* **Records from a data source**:
*****

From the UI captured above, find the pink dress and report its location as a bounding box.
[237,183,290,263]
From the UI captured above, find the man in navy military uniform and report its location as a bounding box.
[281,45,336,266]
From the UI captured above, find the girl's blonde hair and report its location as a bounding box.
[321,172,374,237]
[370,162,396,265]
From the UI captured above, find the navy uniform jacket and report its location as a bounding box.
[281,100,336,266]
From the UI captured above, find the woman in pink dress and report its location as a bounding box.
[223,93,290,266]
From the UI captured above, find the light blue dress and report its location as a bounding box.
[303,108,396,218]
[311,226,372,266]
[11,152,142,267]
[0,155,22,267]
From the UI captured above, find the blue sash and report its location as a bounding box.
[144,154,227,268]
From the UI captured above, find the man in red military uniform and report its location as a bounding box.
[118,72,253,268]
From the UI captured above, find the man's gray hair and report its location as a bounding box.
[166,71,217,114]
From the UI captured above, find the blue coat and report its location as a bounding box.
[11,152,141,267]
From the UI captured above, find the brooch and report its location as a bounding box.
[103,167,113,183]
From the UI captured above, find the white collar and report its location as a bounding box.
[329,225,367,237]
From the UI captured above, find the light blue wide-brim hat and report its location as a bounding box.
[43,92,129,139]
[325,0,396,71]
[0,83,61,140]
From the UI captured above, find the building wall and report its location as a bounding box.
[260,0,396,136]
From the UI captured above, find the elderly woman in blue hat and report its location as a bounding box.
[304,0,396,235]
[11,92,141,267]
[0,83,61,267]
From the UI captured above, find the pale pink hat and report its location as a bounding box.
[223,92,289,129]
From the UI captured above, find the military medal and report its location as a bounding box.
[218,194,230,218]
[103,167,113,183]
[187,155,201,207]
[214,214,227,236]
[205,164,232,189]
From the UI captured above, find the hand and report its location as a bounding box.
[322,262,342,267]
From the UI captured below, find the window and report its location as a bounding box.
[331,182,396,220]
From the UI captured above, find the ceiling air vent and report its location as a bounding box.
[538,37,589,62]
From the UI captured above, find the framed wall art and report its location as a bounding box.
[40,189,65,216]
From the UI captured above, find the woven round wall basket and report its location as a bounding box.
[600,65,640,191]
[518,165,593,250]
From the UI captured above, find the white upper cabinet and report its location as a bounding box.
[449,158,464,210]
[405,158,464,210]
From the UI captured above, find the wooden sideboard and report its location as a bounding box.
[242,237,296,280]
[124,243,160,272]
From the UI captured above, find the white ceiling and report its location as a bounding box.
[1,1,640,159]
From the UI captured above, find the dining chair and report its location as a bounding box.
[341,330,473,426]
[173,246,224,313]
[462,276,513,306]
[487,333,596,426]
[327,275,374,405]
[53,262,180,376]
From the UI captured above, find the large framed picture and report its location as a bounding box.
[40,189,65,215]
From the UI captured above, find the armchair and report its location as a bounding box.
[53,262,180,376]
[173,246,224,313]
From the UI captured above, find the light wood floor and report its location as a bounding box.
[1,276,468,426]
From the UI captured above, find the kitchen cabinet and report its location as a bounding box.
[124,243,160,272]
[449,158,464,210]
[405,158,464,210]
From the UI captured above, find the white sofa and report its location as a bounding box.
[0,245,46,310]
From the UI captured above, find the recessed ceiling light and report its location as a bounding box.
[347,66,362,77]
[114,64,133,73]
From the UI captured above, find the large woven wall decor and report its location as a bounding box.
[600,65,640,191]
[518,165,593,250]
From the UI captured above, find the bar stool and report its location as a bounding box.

*****

* **Work required**: Rewrite the items from the line that contains "From the UI captured above, find the blue sash" to the line that contains "[260,0,396,136]", both lines included, keeping every request unchanged and scaling each bounding-box coordinate in the answers by 0.5, rounded to whole numbers with halves going up.

* **Task answer**:
From the UI captured above, find the blue sash and report its location as a bounding box.
[72,77,114,134]
From the UI captured above, find the man in red military uniform and report its location as a bounding box.
[59,36,127,134]
From the UI captured above, find the man's gray hair and report its location as a bounding box.
[83,36,109,57]
From the UI captured above, find the blue coat and report its location as a bounding box.
[6,76,71,134]
From the UI captured above, find the brooch and report its location as a bounding box.
[52,84,57,92]
From the UI captured above, find the white collar and report its location as a bounding box.
[165,113,184,119]
From the UI captured above, find the light blue wide-brim hat and report its location as a bounding box.
[22,46,65,70]
[163,0,198,36]
[0,42,31,70]
From the UI captured above, find the building wall and report its location as a bounding box.
[130,0,198,68]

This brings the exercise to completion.